Alternatively, Defendant asks the Court to certify the case to the Fourth Circuit for interlocutory review. The United States Code gives district courts discretion to certify an interlocutory order for appeal where three criteria are present: (1) the order involves a controlling question of law; (2) substantial ground for difference of opinion exists regarding the question; and (3) allowing interlocutory appeal would materially advance the termination of the litigation. See 28 U.S.C. § 1292(b); see also Coopers & Lybrand v. Livesay, 437 U.S. 463, 474 (1978). “A party seeking review of a nonfinal order must first obtain the consent of the trial judge.” Coopers, 437 U.S. at 474. The party moving for certification of an interlocutory order pursuant to § 1292(b) bears the burden of proving that the prospective appeal satisfies each of the statutory prerequisites for certification. See Id . at 474–75. Generally, “exceptional circumstances” must exist to “justify a departure from the basic policy of postponing appellate review until after the entry of a final judgment.” Id. at 475 (citation and internal quotation marks omitted). Likewise, the Fourth Circuit has stated that “§1292(b) should be used sparingly and . . . its requirements must be strictly construed.” Myles v. Laffitte, 881 F.2d 125, 127 (4th Cir. 1989) (citation omitted).

The Court will assume, without deciding, that this case involves a controlling question of law concerning which substantial ground for difference of opinion exists. However, Defendant has not carried the burden of showing that interlocutory appeal would materially advance the termination of the litigation. Plaintiff filed this case over two years ago. After receiving extra time to answer or otherwise respond, Defendant moved to dismiss. Sometime after denying Defendant’s Motion to Dismiss, the Court stayed the case pending the Genesis decision. On April 17, 2013, the day after the Supreme Court decided Genesis, Plaintiff filed a status report relating that Genesis was not dispositive of the issues in this case. On May 30, 2013, noting no opposition to Plaintiff’s status report, the Court reopened the case. Then, on June 10, 2013, Defendant filed its Renewed Motion to Dismiss. Although the Court deemed it advisable to rule on this Motion, Defendant did not adequately explain why it failed to challenge Plaintiff’s notice that Genesis was not dispositive of the issues in this case in a timelier fashion. Therefore, the Court finds that staying the case again would prejudice Plaintiff. Moreover, because there is ample authority supporting Plaintiff’s position regarding the mootness issue, there is not a substantial likelihood that the Fourth Circuit will rule in Defendant’s favor. Conceivably, then, the case could be delayed on appeal for months, if not a year or more, only to wind up back where it was when the Court originally denied Defendant’s Motion to Dismiss. Cf. Boyd v. Coventry Health Care Inc., 828 F.Supp.2d 809, 821 (D. Md. 2011) (“Permitting interlocutory appeal of this issue would inject even more delay into a case that has lingered on the Court’s docket for over two years.”). Therefore, Defendant has not shown that interlocutory appeal would materially advance the termination of the litigation.

IV. CONCLUSION

For the foregoing reasons, the Court DENIES Defendant’s Motion to Dismiss. A separate Order follows. The Court will issue a Scheduling Order.
□ □ □ □ □
TASK LIST:
A) From the court ruling excerpt, reproduce the passage starting with "IV. CONCLUSION" and going on through "a Scheduling Order.".
B) Using the court ruling excerpt, explain why the Court found that staying the case again would prejudice Plaintiff.

EXCERPTED DATA:
□ □ □ □ □
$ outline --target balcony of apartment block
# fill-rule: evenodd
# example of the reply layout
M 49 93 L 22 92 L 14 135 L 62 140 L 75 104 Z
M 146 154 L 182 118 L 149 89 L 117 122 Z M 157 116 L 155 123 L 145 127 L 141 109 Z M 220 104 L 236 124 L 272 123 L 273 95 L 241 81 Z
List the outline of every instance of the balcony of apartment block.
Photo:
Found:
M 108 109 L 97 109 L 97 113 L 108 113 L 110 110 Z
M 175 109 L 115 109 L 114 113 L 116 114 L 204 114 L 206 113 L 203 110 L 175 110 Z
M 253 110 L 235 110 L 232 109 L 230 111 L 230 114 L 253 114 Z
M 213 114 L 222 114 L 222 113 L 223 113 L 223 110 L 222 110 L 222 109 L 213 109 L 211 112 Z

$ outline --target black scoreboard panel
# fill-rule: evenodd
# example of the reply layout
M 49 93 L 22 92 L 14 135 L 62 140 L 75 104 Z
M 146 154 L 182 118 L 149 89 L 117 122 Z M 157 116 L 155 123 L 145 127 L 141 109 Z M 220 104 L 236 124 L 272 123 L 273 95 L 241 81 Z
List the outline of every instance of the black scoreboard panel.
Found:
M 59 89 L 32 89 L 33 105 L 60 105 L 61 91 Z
□ □ □ □ □
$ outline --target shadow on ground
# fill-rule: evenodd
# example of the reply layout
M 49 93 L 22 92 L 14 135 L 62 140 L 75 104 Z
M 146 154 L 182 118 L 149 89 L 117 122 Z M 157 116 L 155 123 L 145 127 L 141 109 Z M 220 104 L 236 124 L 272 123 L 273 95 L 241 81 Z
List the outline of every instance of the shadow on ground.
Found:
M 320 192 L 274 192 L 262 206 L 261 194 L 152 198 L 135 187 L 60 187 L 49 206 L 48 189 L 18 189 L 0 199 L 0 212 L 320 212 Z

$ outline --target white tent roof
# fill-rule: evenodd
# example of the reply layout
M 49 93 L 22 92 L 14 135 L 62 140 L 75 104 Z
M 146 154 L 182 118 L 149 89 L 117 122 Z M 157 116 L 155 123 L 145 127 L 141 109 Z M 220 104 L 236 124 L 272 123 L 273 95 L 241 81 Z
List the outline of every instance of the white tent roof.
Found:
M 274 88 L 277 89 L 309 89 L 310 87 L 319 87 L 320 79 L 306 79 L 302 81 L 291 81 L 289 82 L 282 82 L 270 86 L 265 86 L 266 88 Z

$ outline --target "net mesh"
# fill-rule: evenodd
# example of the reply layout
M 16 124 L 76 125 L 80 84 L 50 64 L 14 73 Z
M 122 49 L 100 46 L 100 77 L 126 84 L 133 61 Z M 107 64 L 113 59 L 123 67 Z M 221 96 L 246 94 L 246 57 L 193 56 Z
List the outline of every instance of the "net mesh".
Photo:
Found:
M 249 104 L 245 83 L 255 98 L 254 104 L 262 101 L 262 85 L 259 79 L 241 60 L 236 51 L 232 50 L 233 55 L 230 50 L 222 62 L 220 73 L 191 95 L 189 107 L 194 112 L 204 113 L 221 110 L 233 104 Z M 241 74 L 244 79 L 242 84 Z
□ □ □ □ □
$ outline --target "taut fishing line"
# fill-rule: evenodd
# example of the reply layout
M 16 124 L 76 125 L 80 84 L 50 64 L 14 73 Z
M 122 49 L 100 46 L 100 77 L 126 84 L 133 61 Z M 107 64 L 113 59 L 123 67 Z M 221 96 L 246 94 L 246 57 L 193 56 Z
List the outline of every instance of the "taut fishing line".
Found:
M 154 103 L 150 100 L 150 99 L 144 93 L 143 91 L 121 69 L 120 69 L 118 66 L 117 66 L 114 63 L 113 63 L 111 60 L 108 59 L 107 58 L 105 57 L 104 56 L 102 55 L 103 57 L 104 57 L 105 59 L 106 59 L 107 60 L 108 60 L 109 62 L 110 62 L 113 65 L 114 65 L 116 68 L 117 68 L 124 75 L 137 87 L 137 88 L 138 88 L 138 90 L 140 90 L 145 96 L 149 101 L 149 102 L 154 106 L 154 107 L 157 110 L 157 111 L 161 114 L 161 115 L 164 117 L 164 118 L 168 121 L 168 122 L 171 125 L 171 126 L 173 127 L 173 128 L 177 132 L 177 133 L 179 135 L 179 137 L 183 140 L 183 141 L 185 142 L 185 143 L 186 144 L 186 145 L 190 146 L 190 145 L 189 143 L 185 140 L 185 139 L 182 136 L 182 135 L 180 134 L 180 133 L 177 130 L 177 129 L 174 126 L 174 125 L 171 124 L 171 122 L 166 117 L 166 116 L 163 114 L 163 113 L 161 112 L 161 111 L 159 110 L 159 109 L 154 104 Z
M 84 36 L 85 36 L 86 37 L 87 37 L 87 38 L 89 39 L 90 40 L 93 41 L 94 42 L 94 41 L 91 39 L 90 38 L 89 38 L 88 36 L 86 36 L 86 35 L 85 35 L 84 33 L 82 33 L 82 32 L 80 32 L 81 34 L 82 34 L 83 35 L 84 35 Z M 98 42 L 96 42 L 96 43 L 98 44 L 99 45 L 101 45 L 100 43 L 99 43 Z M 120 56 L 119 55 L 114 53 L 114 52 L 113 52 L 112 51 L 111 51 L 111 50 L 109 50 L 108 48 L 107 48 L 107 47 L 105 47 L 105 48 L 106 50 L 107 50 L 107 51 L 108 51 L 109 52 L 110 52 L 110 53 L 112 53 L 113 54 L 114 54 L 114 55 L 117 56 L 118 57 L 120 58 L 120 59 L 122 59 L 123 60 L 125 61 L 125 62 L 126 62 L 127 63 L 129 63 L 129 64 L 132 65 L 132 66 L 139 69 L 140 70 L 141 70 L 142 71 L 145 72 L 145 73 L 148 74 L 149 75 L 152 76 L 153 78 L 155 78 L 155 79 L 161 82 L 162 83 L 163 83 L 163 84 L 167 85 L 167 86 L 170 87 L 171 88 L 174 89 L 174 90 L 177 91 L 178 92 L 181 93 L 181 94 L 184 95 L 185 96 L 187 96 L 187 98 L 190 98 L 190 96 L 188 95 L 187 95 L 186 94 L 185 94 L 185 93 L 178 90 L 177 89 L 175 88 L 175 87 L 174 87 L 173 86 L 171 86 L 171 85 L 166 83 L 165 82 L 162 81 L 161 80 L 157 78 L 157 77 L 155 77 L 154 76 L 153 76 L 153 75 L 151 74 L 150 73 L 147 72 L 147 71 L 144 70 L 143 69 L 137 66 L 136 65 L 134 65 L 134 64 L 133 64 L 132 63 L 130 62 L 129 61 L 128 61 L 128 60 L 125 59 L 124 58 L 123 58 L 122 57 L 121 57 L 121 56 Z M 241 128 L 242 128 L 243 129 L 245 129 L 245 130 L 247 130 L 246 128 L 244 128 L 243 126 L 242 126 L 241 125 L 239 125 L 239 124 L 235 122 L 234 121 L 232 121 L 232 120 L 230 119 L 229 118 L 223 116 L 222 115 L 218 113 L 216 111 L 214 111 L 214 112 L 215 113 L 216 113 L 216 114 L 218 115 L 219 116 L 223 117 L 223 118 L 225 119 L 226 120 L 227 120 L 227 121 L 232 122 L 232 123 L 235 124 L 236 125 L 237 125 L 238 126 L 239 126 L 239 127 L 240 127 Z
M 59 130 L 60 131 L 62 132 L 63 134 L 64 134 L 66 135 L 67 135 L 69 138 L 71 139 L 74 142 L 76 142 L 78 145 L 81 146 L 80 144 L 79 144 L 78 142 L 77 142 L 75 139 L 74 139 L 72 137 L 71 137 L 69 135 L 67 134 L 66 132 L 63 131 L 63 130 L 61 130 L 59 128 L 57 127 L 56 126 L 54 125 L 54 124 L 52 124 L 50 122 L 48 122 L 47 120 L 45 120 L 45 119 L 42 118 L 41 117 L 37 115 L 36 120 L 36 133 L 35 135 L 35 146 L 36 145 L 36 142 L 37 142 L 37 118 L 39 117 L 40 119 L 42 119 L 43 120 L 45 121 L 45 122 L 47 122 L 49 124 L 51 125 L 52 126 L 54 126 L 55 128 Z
□ □ □ □ □
ANSWERS GIVEN:
A)
IV. CONCLUSION

For the foregoing reasons, the Court DENIES Defendant’s Motion to Dismiss. A separate Order follows. The Court will issue a Scheduling Order.

B) The Court found that Defendant did not adequately explain why it failed to challenge, in a timelier fashion, Plaintiff's notice that Genesis was not dispositive of the issues in the case. Plaintiff filed that status report on April 17, 2013, and the Court reopened the case on May 30, 2013, noting no opposition. Defendant did not file its Renewed Motion to Dismiss until June 10, 2013.